◆ **PAGE EXCERPT**:
U.S. Supreme Court upholds arbitration agreements for nursing homes
The U.S. Supreme Court ruled on Monday that Kindred Healthcare could enforce a binding arbitration agreement with the families of two former residents of its nursing homes.
In a 7-1 decision, the justices overturned a Kentucky Supreme Court decision that refused to enforce the arbitration agreements. The U.S. Supreme Court said the Federal Arbitration Act protects Kindred's right to use arbitration rather than litigation to settle disputes with nursing home residents and their families.
The ruling is in line with previous decisions from the Supreme Court related to arbitration agreements. Since the mid-1980s the high court has ruled against any state laws that appear to preempt the Federal Arbitration Act.
"(The ruling) is not a surprise ... it is precedent," said Imre Szalai, a professor at Loyola University New Orleans with an interest in arbitration agreements.

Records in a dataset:
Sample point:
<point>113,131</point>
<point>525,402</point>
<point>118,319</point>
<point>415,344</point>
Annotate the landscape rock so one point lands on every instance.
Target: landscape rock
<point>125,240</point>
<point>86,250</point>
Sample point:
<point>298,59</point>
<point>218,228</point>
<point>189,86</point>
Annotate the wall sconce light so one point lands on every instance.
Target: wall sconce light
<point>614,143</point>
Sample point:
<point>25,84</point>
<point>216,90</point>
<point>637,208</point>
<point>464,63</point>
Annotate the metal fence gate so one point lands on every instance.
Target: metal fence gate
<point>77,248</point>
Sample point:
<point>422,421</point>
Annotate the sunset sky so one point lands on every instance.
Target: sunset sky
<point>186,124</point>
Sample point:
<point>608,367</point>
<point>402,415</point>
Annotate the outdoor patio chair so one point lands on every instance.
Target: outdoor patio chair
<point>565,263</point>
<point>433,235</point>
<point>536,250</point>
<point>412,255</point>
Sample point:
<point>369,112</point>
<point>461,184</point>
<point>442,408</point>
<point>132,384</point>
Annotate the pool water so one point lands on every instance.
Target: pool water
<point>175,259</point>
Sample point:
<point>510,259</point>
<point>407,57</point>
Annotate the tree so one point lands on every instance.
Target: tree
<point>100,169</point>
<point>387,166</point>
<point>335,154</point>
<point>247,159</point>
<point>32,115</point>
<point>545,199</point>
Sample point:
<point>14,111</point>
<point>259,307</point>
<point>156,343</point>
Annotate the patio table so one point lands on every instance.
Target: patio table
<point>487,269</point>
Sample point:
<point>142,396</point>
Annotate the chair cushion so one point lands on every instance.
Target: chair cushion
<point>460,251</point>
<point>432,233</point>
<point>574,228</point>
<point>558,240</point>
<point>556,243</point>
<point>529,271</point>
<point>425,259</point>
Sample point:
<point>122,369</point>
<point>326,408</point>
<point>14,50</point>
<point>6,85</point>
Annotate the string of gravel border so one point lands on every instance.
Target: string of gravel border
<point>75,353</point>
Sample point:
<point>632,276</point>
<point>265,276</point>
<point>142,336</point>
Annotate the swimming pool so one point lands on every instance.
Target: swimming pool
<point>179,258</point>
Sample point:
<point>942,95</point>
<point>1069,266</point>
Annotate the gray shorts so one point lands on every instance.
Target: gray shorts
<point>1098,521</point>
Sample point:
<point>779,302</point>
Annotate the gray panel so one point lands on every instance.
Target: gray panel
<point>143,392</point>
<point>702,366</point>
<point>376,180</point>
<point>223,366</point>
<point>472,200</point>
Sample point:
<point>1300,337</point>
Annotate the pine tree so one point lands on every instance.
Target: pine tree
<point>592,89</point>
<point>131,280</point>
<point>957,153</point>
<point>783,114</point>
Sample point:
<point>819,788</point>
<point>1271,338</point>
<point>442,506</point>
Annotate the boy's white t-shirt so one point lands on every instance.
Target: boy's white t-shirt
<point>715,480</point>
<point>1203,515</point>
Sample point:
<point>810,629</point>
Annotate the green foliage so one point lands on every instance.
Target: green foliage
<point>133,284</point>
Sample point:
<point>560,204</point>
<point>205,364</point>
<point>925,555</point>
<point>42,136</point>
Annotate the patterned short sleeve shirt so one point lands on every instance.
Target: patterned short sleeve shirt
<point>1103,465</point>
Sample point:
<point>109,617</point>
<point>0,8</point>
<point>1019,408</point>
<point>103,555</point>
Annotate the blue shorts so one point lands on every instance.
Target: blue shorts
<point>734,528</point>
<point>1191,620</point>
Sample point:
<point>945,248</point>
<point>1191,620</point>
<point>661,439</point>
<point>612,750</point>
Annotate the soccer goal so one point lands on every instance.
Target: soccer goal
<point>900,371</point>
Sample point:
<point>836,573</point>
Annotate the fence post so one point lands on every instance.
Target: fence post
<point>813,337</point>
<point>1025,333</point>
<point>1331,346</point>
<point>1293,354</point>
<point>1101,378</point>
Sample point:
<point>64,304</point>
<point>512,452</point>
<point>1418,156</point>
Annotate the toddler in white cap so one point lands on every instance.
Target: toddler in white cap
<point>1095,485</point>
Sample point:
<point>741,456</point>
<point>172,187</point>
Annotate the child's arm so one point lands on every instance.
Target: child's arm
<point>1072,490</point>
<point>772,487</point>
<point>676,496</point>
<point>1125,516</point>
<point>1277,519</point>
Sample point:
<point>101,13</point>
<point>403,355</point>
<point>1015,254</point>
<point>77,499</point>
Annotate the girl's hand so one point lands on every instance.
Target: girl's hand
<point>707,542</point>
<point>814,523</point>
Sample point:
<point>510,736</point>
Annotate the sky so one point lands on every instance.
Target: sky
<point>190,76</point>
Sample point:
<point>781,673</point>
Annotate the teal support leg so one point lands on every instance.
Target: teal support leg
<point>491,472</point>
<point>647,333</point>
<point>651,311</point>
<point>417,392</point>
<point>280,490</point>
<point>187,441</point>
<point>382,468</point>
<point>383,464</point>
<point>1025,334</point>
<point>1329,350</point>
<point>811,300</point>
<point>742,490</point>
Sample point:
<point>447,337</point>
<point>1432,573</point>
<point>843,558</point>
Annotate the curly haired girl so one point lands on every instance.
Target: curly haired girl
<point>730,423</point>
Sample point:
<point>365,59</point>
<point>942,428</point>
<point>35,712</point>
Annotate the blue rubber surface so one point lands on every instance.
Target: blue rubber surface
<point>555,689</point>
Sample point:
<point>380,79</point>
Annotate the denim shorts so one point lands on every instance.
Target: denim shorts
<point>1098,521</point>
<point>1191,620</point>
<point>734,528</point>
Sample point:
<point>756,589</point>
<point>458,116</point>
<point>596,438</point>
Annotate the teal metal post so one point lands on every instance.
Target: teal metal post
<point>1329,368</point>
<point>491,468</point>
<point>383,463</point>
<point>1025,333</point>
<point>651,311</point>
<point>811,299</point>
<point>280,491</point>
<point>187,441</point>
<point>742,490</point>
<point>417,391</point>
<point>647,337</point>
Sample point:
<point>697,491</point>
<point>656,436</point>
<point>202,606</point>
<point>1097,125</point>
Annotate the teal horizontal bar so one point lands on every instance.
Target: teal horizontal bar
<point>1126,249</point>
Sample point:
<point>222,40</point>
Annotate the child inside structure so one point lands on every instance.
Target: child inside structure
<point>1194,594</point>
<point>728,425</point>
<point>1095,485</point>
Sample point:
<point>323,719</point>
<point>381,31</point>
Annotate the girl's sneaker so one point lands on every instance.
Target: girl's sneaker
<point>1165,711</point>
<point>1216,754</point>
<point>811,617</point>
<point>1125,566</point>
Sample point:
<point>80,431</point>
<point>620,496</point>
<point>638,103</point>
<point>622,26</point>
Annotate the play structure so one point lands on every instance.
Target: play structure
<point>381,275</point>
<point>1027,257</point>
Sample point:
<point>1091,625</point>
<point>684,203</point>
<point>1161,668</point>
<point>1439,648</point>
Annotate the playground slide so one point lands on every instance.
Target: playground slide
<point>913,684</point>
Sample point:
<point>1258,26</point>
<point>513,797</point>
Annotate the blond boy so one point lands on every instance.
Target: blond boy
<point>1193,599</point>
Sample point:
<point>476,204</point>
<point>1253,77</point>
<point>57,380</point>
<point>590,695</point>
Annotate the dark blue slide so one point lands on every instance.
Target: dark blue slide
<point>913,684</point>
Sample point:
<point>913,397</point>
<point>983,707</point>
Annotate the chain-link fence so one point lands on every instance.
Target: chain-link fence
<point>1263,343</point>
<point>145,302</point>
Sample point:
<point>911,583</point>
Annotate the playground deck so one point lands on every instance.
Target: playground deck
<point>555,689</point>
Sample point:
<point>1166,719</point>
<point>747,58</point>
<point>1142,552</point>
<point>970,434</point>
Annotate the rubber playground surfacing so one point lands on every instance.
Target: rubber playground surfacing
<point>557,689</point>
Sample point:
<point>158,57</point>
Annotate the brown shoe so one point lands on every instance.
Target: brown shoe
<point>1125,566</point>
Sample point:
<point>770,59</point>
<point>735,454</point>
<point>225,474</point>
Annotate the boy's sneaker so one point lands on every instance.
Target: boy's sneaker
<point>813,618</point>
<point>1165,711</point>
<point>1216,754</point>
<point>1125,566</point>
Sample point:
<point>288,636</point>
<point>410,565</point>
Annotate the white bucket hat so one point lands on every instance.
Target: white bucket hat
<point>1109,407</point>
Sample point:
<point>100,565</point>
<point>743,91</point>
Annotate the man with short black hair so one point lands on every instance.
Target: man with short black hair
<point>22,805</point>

◆ **REQUIRED ACTIONS**:
1 – Condense the paragraph beginning "In a 7-1 decision" from the article on the nursing home arbitration ruling into a short bulleted list that keeps its main facts.
2 – Continue the article on the Supreme Court's nursing home arbitration ruling, starting after its final sentence.

◆ **ANSWERS BY ITEM**:
1 –
- The justices ruled 7-1.
- They overturned a Kentucky Supreme Court decision that had refused to enforce the arbitration agreements.
- The Court held that the Federal Arbitration Act protects Kindred's right to settle disputes with nursing home residents and their families through arbitration rather than litigation.

2 –
In the case at hand, Kindred is fighting the relatives of two former residents of one of their nursing facilities. Although the women—Janis Clark and Beverly Wellner—signed admission paperwork for their family members, Kentucky's Supreme Court said the arbitration agreements in those contracts violated the residents' "God-given" right to litigate any disputes. The women sued Kindred for negligence and wrongful death after their relatives died at a facility in Winchester, Kentucky.
The state's Supreme Court ruled that the contracts the women signed granting them power of attorney didn't specifically mention an arbitration agreement.
Justice Elena Kagan's majority opinion said that the Kentucky high court "singles out arbitration agreement for disfavored treatment." The justices determined that the Kentucky court was discriminatory towards arbitration because although the Kentucky court said the ruling can be applied to any contract related to an individual's constitutional rights, such a ruling was never used before now.
"The Kentucky Supreme Court's clear-statement rule ... fails to put arbitration agreements on an equal plane with other contracts," wrote Justice Kagan.
Justice Clarence Thomas was the sole dissenter, echoing his long-held opinion that the Federal Arbitration Act should only apply to federal matters, not state laws. "No one is questioning that old decision except Justice Thomas," Szalai said.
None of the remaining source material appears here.